• _Source extract_:
------------------------------------------------------------

TORONTO, ONTARIO--(Marketwired - Oct. 22, 2013) -
NOT FOR DISSEMINATION IN THE U.S. OR THROUGH U.S. NEWSWIRES
Carlaw Capital IV Inc. ("Carlaw") (TSX VENTURE:CLW.H) is pleased to announce that it has signed a non-binding letter of intent dated October 22, 2013 (the "LOI") with OneRoof Energy, Inc., a Delaware corporation ("OneRoof Energy" or the "Company"), which outlines the general terms and conditions pursuant to which Carlaw and OneRoof Energy are willing to complete a transaction that will result in a reverse take-over of Carlaw by the shareholders of OneRoof Energy and the corporation ("OneRoof Energy Finco") to be incorporated to facilitate the business combination (the "Proposed Transaction"). The LOI was negotiated at arm's length.
The LOI is to be superseded by a definitive agreement (the "Definitive Agreement") between Carlaw, OneRoof Energy and OneRoof Energy Finco to be signed on or before January 21, 2014 (or such other date as may be mutually agreed in writing between Carlaw and OneRoof Energy). The Proposed Transaction is subject to requisite regulatory approval, including the approval of the TSX Venture Exchange (the "TSXV"), and standard closing conditions, including the approval of the directors of each of Carlaw and OneRoof Energy of the Definitive Agreement and completion of due diligence investigations to the satisfaction of each of Carlaw and OneRoof Energy, as well as the conditions described below. The legal structure for the Proposed Transaction will be determined after the parties have considered applicable tax, securities law and accounting efficiencies, as appropriate.
Carlaw is a capital pool company and intends for the Proposed Transaction to be its qualifying transaction for purposes of the policies of the TSXV (the "Qualifying Transaction"). Concurrent with completion of the Qualifying Transaction, Carlaw will apply to list the common shares of the resulting issuer (the "Resulting Issuer") on the TSXV.
Since the Proposed Transaction is not a Non-Arm's Length Qualifying Transaction, Carlaw is not required to obtain shareholder approval for the Proposed Transaction. However, Carlaw intends to hold a special meeting of shareholders to approve certain matters ancillary to the Proposed Transaction, including a name change, election of new directors, a continuance under the laws of the State of Delaware and a consolidation of its shares. Carlaw intends to call the special meeting as soon as practicable prior to January 21, 2014.
Trading in the common shares of Carlaw will be halted pending the release of further disclosure regarding the Proposed Transaction, the satisfaction of the initial filing requirements of the TSXV and a preliminary review by the TSXV.

------------------------------------------------------------

• _List of tasks_:
(a) According to the Carlaw press release, by what date is the definitive agreement to be signed?
(b) Name every ancillary matter that the Carlaw press release says the special meeting of shareholders is intended to approve.
(c) From the Carlaw press release, quote the passage that begins with the words containing "Carlaw is a" and ends with "on the TSXV.".

• _Data segment_:
------------------------------------------------------------

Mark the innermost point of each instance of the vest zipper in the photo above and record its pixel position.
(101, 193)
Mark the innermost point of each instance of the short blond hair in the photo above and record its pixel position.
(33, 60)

------------------------------------------------------------

• _Task answers_:
(a) On or before January 21, 2014, or another date mutually agreed in writing between Carlaw and OneRoof Energy.

(b)
- A name change
- Election of new directors
- A continuance under the laws of the State of Delaware
- A consolidation of its shares

(c)
Carlaw is a capital pool company and intends for the Proposed Transaction to be its qualifying transaction for purposes of the policies of the TSXV (the "Qualifying Transaction"). Concurrent with completion of the Qualifying Transaction, Carlaw will apply to list the common shares of the resulting issuer (the "Resulting Issuer") on the TSXV.